[DOCUMENT EXTRACT — start]

If all the Lakers replicate their career averages, you're looking at a juggernaut offense that could average 115 points every game. A lot would have to go right for that to happen, but the odds of these Lakers improving on their paltry 97.3 scoring average of last season are quite high.
Let's say this team will average between 105-107 points per game, a marked improvement.
In addition to adding a player (Jamison) whose career average of 19.5 points per game is almost equal to that of the entire Lakers bench from last season, the team has added better shooters in trades and signings, including guards Jodie Meeks and Chris Duhon.
We'll also see the maturation of such young players as Andrew Goudelock, Darius Morris and Devin Ebanks. Rookies Darius Johnson-Odom (guard) and Robert Sacre (center) have also been impressive this summer.
In addition to the starters of Kobe Bryant, Pau Gasol, Howard, Nash and Metta World Peace, the Lakers have a bench that can compete with any in the league. Jamison may even play his way into the starting unit; he is a big-time scorer used to averaging over 30 minutes a game and, at 37, can still knock down jumpers from any distance. He is hungry for a championship and could be the X-Factor for the Lakers come playoff time.
There will be a lot of competition for minutes on this team. One player who will be an integral part of the second unit is Jordan Hill. The 6'11" high energy center/forward should get early-season minutes backing up Pau Gasol, especially if Howard is slow to recover from his back surgery.
Ebanks, the 6'9", third-year 22-year-old forward from West Virginia had occasional moments of athletic brilliance last year and saw his minutes increase to almost 17 per game for the Lakers and coach Mike Brown.
As Mark Medina of the L.A. Times wrote in his assessment of Ebanks after two seasons: "Ebanks could secure a long-term future with the Lakers if he plays his cards right this season."
The Lakers of last year relied way too much on Kobe Bryant, who averaged over 38 minutes a game and almost won the scoring title at age 33. Bryant averaged 27.9 points, his most since 2007-08, but his shooting percentage was just 43 percent, his worst since the first two years of his career in 1996 and '97.

[DOCUMENT EXTRACT — finish]
[RECORD EXCERPTS — start]

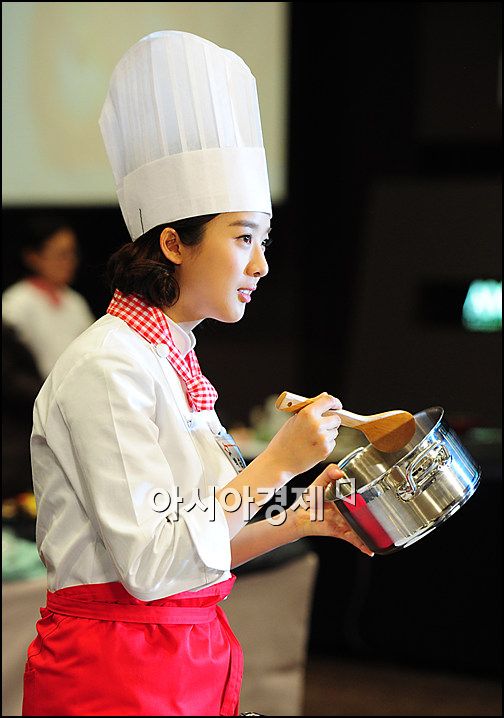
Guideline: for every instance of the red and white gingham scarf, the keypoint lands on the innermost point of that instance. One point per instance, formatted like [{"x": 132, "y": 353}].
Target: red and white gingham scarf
[{"x": 152, "y": 325}]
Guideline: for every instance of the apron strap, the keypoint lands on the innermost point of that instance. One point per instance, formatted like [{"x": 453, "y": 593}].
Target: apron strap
[{"x": 130, "y": 613}]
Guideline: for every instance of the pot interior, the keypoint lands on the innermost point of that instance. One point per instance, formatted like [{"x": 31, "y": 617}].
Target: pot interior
[{"x": 368, "y": 464}]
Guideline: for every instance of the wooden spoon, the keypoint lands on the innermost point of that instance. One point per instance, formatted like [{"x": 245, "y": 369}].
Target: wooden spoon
[{"x": 389, "y": 431}]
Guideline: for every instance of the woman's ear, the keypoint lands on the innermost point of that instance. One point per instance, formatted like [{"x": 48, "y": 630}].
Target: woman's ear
[{"x": 170, "y": 244}]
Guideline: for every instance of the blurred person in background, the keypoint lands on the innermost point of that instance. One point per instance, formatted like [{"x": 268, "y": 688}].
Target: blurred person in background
[
  {"x": 21, "y": 382},
  {"x": 42, "y": 308}
]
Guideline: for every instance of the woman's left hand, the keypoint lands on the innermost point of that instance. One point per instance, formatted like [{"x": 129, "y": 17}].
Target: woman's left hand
[{"x": 315, "y": 520}]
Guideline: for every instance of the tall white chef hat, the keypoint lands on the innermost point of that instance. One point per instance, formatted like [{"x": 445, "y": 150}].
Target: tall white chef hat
[{"x": 182, "y": 131}]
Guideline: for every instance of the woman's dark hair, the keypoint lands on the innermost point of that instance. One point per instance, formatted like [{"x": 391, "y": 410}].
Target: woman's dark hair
[{"x": 140, "y": 267}]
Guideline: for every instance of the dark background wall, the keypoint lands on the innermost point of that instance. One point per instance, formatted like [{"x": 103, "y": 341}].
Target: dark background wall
[{"x": 394, "y": 201}]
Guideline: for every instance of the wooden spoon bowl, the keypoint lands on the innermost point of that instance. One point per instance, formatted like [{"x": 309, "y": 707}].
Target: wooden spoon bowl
[{"x": 389, "y": 431}]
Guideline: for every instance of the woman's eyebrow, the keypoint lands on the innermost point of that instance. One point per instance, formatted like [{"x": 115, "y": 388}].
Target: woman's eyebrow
[{"x": 247, "y": 223}]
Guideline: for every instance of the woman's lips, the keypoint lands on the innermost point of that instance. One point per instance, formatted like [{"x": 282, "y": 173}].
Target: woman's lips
[{"x": 245, "y": 295}]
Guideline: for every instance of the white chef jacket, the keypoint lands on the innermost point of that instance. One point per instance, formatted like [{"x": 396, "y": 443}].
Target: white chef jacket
[
  {"x": 112, "y": 430},
  {"x": 44, "y": 327}
]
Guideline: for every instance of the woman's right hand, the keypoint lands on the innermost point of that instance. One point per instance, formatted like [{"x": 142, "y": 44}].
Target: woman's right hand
[{"x": 307, "y": 438}]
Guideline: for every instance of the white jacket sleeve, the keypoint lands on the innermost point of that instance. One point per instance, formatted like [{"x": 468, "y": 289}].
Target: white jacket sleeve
[{"x": 109, "y": 404}]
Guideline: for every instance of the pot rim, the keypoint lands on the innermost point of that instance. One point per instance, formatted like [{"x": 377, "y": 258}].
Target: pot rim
[{"x": 404, "y": 459}]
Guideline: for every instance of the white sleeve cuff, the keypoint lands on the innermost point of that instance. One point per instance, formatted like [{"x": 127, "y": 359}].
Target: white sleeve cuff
[{"x": 209, "y": 531}]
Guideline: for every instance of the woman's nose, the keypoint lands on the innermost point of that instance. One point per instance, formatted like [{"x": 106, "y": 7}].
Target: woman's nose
[{"x": 258, "y": 266}]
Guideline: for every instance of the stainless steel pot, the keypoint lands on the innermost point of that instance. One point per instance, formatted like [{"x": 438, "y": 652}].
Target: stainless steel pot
[{"x": 393, "y": 500}]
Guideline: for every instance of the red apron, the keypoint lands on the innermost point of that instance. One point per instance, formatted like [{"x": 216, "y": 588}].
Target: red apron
[{"x": 100, "y": 651}]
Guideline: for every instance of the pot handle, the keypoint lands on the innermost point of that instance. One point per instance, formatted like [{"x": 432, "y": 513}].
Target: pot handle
[{"x": 412, "y": 489}]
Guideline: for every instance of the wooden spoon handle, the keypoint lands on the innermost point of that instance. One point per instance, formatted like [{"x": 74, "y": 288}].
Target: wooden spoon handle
[{"x": 292, "y": 403}]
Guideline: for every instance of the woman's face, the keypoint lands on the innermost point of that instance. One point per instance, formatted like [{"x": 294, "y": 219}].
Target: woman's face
[
  {"x": 217, "y": 277},
  {"x": 57, "y": 261}
]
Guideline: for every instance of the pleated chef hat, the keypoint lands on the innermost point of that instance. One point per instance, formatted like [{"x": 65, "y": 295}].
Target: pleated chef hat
[{"x": 182, "y": 131}]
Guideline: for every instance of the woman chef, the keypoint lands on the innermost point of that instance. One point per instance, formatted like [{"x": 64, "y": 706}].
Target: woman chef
[{"x": 133, "y": 472}]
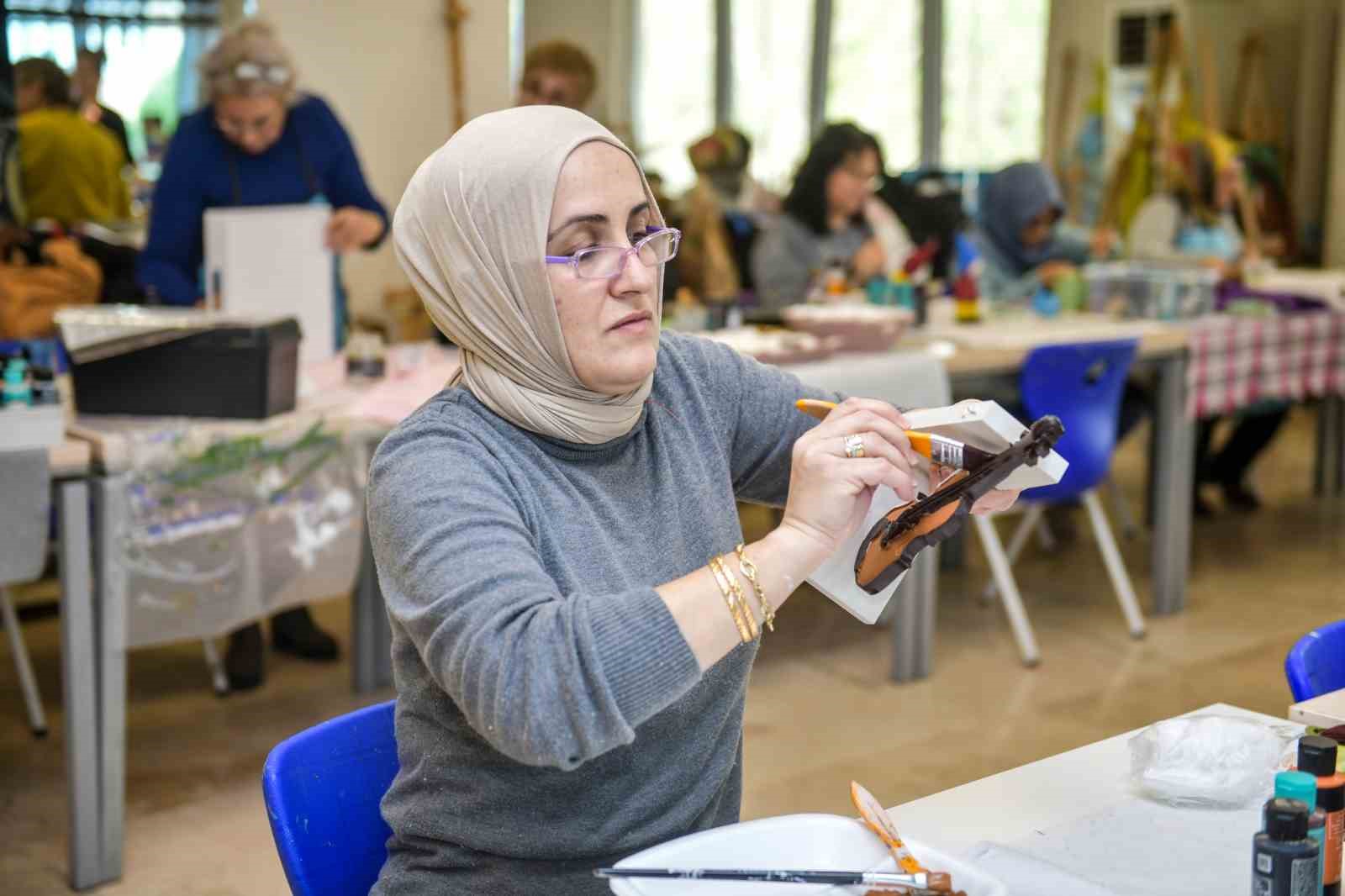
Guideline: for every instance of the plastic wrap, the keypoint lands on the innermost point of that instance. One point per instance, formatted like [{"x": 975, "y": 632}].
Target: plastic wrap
[
  {"x": 1208, "y": 762},
  {"x": 225, "y": 526}
]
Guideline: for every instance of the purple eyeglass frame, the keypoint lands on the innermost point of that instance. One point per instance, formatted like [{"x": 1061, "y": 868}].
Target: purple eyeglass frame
[{"x": 625, "y": 253}]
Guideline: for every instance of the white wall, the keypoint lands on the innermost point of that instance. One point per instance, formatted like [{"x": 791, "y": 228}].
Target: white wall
[{"x": 383, "y": 67}]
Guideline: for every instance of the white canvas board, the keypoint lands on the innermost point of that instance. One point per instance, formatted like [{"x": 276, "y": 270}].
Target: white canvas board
[
  {"x": 982, "y": 424},
  {"x": 271, "y": 260}
]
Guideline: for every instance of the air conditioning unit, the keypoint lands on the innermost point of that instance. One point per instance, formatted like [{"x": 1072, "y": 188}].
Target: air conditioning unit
[{"x": 1133, "y": 42}]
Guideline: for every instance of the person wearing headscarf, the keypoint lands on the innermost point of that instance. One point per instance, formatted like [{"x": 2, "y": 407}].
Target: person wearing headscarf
[
  {"x": 1020, "y": 235},
  {"x": 556, "y": 532}
]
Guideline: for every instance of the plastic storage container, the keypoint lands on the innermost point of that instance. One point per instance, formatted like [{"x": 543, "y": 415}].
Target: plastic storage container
[
  {"x": 244, "y": 372},
  {"x": 1150, "y": 289}
]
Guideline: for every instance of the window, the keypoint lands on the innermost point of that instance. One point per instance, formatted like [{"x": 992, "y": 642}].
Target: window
[
  {"x": 989, "y": 89},
  {"x": 771, "y": 45},
  {"x": 151, "y": 50},
  {"x": 674, "y": 93},
  {"x": 994, "y": 71},
  {"x": 873, "y": 77}
]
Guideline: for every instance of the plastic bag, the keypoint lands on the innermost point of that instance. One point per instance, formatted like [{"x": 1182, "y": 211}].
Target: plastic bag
[{"x": 1210, "y": 762}]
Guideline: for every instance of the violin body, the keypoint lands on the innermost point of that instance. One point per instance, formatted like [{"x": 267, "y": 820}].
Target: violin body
[{"x": 894, "y": 542}]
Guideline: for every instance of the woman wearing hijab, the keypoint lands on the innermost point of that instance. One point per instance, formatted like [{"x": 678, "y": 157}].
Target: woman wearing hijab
[
  {"x": 571, "y": 669},
  {"x": 1020, "y": 237}
]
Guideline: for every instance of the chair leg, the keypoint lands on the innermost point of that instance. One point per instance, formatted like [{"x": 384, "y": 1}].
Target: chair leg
[
  {"x": 1032, "y": 521},
  {"x": 1008, "y": 591},
  {"x": 1116, "y": 568},
  {"x": 1129, "y": 528},
  {"x": 27, "y": 681},
  {"x": 219, "y": 680}
]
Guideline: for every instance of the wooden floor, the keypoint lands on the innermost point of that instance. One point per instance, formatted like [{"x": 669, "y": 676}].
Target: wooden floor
[{"x": 820, "y": 710}]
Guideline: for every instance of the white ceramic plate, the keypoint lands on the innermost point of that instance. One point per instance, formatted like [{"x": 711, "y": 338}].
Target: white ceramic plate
[{"x": 817, "y": 842}]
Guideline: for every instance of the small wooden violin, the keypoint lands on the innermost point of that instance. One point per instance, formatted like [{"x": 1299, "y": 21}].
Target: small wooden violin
[{"x": 894, "y": 542}]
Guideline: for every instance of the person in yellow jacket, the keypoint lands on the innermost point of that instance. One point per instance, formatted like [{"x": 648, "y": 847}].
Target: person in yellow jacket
[{"x": 71, "y": 168}]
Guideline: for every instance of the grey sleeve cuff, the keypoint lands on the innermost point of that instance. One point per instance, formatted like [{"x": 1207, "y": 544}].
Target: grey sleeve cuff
[{"x": 646, "y": 660}]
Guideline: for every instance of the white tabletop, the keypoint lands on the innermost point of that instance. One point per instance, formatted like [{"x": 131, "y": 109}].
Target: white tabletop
[
  {"x": 1078, "y": 811},
  {"x": 1327, "y": 710}
]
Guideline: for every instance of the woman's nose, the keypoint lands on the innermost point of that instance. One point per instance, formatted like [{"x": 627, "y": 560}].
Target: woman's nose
[{"x": 634, "y": 276}]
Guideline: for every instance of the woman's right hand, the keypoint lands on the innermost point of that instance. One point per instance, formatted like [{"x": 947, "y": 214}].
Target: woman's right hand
[
  {"x": 829, "y": 492},
  {"x": 1051, "y": 272},
  {"x": 869, "y": 261}
]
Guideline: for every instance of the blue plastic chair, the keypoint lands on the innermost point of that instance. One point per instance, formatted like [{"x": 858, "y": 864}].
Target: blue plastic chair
[
  {"x": 1082, "y": 383},
  {"x": 322, "y": 790},
  {"x": 1316, "y": 665}
]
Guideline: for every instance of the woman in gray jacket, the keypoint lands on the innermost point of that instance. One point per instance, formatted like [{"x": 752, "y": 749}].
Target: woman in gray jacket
[{"x": 571, "y": 669}]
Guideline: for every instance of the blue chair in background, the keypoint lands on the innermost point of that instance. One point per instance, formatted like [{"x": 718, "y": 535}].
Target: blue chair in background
[
  {"x": 322, "y": 790},
  {"x": 1082, "y": 383},
  {"x": 1316, "y": 665}
]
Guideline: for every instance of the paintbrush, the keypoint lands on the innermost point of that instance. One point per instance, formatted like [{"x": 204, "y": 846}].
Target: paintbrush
[
  {"x": 915, "y": 884},
  {"x": 939, "y": 450}
]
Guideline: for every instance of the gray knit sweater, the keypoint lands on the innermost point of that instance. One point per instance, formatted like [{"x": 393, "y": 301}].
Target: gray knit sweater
[{"x": 551, "y": 717}]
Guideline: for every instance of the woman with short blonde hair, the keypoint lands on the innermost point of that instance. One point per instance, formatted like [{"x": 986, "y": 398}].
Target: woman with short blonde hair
[
  {"x": 246, "y": 62},
  {"x": 257, "y": 141}
]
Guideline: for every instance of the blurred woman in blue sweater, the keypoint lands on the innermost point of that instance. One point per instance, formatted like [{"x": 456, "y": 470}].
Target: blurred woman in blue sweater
[{"x": 257, "y": 143}]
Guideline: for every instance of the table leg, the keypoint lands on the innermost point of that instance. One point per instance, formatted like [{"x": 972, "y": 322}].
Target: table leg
[
  {"x": 78, "y": 680},
  {"x": 111, "y": 588},
  {"x": 928, "y": 591},
  {"x": 912, "y": 619},
  {"x": 1329, "y": 463},
  {"x": 1174, "y": 479},
  {"x": 372, "y": 636}
]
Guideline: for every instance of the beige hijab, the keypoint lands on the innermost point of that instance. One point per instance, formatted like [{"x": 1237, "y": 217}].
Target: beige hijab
[{"x": 471, "y": 235}]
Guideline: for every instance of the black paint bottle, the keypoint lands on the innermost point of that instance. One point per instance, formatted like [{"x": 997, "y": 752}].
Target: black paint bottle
[{"x": 1284, "y": 857}]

[RECORD EXCERPTS — finish]

**EXERCISE:**
Please update the Lakers article from "As Mark Medina" up to and including "1996 and '97.", changing "scoring title" to "league scoring crown".

**SOLVED PROBLEM:**
As Mark Medina of the L.A. Times wrote in his assessment of Ebanks after two seasons: "Ebanks could secure a long-term future with the Lakers if he plays his cards right this season."
The Lakers of last year relied way too much on Kobe Bryant, who averaged over 38 minutes a game and almost won the league scoring crown at age 33. Bryant averaged 27.9 points, his most since 2007-08, but his shooting percentage was just 43 percent, his worst since the first two years of his career in 1996 and '97.